[[ Listed records open ]]

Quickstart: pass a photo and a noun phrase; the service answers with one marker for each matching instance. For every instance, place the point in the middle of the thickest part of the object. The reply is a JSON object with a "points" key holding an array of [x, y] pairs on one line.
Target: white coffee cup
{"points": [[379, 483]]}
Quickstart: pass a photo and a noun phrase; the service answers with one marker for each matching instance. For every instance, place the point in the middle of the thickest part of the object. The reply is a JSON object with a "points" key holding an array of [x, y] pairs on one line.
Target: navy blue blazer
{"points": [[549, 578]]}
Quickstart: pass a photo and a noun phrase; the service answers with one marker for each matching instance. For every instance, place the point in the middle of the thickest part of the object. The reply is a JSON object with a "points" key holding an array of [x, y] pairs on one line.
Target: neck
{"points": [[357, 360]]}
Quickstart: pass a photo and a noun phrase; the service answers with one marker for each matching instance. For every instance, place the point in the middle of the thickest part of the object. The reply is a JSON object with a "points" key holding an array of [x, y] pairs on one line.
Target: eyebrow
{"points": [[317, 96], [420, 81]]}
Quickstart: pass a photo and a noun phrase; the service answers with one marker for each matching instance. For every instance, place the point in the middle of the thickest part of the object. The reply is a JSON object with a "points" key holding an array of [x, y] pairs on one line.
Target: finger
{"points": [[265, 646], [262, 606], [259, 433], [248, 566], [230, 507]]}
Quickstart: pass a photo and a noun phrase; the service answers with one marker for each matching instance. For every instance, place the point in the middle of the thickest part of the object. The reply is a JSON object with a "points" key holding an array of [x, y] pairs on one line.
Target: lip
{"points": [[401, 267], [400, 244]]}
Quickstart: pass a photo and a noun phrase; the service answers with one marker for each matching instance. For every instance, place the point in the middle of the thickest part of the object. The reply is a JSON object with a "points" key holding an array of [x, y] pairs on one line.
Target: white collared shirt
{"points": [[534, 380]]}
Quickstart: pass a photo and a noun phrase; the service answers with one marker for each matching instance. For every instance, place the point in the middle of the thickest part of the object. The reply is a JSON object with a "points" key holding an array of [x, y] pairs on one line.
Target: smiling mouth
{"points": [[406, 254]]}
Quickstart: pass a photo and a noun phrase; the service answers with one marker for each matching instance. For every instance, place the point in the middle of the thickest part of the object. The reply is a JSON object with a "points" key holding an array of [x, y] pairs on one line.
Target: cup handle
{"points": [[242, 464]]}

[[ Listed records closed ]]

• Aim of the task:
Your task is to give the records above again, exactly.

• Written reply:
Quickstart: pass a photo and a noun phrase; the service answers with one marker for each matching instance. For every instance, place the point in the middle of the thickest part of the object. The reply is a JSON object with a "points" key holding an array of [x, y] pairs on one line.
Target: white coffee cup
{"points": [[379, 483]]}
Quickstart: pass a photo and a noun phrase; the service answers with one marker for each matching instance. For every instance, place the point in the middle of the thickest part of the object. The reply is a JSON object with a "points" key holding an array of [x, y] pairs on one line.
Target: navy blue blazer
{"points": [[549, 578]]}
Quickstart: pass a photo and a noun phrase; the service answers with one marker for each matching instance. For every instance, place the point in the middle of the thickest part of the object. The reply is a JSON object with a "points" key holding an array of [x, y] pairs on one line.
Target: neck
{"points": [[357, 360]]}
Quickstart: pass a photo and a noun phrase; the service answers with one marker for each matching instance. For every instance, place the point in the middle of the thickest part of the object. The reply is a JSON object with a "points" key holding an array of [x, y] pairs on one line.
Target: eyebrow
{"points": [[317, 96], [420, 81]]}
Quickstart: pass a photo and a noun phrase; the service answers with one marker for each matching instance. For every instance, place the point in the middle of the thickest part of the object. The reply is a JSON object with a "points" key holding an array of [x, y] pairs on one line.
Target: finger
{"points": [[265, 646], [262, 606], [259, 433], [248, 566], [230, 507]]}
Quickstart: pass a photo and a noun phrase; the service answers with one marker for each matching instance. For every instance, place the point in the middle of the thickest part of the object. The reply is a JSON object with a "points" key holding an array of [x, y] pairs on one line.
Target: lip
{"points": [[401, 267], [400, 244]]}
Quickstart: pass a photo and a noun phrase; the service answers with one marker for each matching instance. For every instance, place the point in the middle of the thickest part of the object. The reply is a JSON object with a "points" key holding an array of [x, y] pairs on one line.
Target: white collared shirt
{"points": [[534, 380]]}
Quickstart: pass a photo and a noun phrase; the service answers with one marker for each matching instance. For every instance, place the point in the middle of the thickest part of the object. The reply is a JSON object with a "points" key holding an array of [x, y] pairs on one line.
Target: smiling mouth
{"points": [[406, 254]]}
Quickstart: pass a photo and a noun phrase; the service answers with one marker for each matching instance. For every instance, place the point in the middle of the thickest part of the object. The reply is a JSON object with a "points" key holding an array of [x, y] pairs on one line.
Target: cup handle
{"points": [[242, 464]]}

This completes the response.